**Instructions for the task**. Locate each line in the listing that contains the word "wheel", and copy those lines out in full.

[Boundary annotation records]
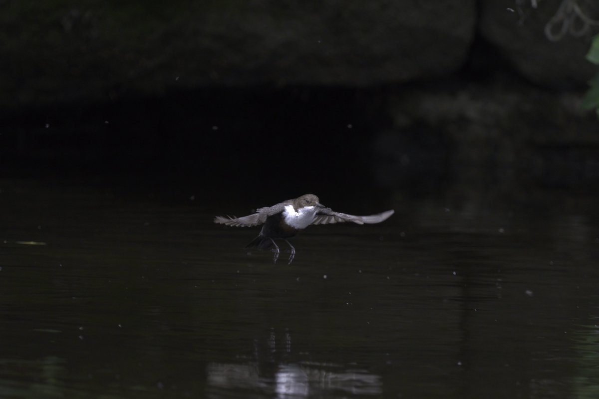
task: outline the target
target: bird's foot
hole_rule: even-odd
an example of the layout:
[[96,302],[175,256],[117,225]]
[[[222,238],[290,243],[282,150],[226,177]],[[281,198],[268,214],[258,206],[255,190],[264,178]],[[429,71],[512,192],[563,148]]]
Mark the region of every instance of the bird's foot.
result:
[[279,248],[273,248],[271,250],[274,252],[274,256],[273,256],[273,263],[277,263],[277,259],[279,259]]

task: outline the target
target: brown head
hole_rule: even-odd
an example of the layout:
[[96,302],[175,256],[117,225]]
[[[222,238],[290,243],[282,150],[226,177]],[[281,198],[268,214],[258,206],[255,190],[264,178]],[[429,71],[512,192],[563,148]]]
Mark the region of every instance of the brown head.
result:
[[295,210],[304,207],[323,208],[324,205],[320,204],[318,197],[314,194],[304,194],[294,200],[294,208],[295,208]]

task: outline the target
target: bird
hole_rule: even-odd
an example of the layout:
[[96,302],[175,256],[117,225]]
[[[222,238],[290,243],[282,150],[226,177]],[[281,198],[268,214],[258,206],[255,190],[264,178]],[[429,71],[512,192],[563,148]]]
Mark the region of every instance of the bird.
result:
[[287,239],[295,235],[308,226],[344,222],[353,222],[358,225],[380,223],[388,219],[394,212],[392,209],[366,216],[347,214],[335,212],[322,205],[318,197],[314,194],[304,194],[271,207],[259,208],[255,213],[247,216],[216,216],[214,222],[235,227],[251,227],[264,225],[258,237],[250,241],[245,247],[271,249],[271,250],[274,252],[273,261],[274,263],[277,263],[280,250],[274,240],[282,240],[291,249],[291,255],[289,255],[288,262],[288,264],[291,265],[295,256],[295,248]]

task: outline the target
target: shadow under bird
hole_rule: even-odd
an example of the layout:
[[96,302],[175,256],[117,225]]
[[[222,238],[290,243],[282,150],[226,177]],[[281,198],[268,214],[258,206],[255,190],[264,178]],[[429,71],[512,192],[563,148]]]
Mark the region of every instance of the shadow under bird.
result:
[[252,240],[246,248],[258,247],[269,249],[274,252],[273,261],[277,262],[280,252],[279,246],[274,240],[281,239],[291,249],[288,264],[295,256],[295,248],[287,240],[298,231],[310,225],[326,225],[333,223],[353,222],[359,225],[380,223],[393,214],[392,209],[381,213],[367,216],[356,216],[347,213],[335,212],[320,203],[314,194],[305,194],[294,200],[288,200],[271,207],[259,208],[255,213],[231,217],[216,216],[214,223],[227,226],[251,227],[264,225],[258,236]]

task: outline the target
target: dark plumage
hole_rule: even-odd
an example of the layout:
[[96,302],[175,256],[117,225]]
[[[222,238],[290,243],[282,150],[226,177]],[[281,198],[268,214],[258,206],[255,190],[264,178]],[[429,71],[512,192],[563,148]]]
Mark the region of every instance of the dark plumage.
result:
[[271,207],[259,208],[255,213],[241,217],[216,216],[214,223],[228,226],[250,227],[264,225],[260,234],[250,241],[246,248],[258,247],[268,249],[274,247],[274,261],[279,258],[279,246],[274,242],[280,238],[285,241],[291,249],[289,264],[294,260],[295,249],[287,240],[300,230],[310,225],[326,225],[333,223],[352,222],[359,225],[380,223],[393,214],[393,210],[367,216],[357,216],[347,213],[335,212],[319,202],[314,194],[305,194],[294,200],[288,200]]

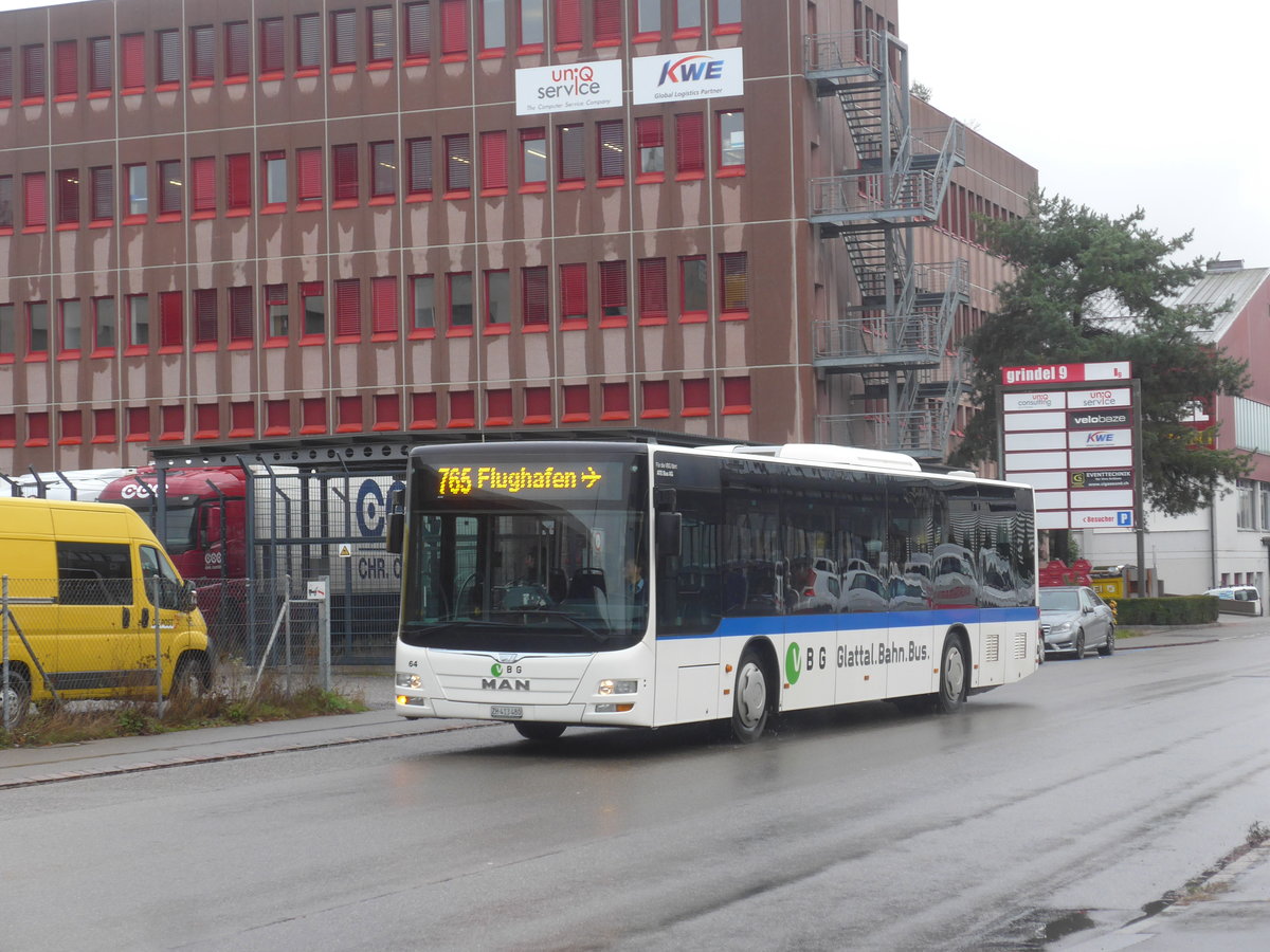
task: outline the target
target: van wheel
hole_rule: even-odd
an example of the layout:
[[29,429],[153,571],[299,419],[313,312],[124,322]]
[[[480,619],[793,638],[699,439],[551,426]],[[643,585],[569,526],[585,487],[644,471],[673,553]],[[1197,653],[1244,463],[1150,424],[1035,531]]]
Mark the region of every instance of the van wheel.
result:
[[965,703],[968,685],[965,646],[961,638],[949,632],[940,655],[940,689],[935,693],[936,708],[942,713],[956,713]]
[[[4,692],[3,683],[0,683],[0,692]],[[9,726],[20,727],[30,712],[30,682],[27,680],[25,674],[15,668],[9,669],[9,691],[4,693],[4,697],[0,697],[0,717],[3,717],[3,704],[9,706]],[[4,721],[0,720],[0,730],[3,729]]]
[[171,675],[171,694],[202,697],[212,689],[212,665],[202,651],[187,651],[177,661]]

**The completed task**.
target: van wheel
Mark the region of every instance of the van wheel.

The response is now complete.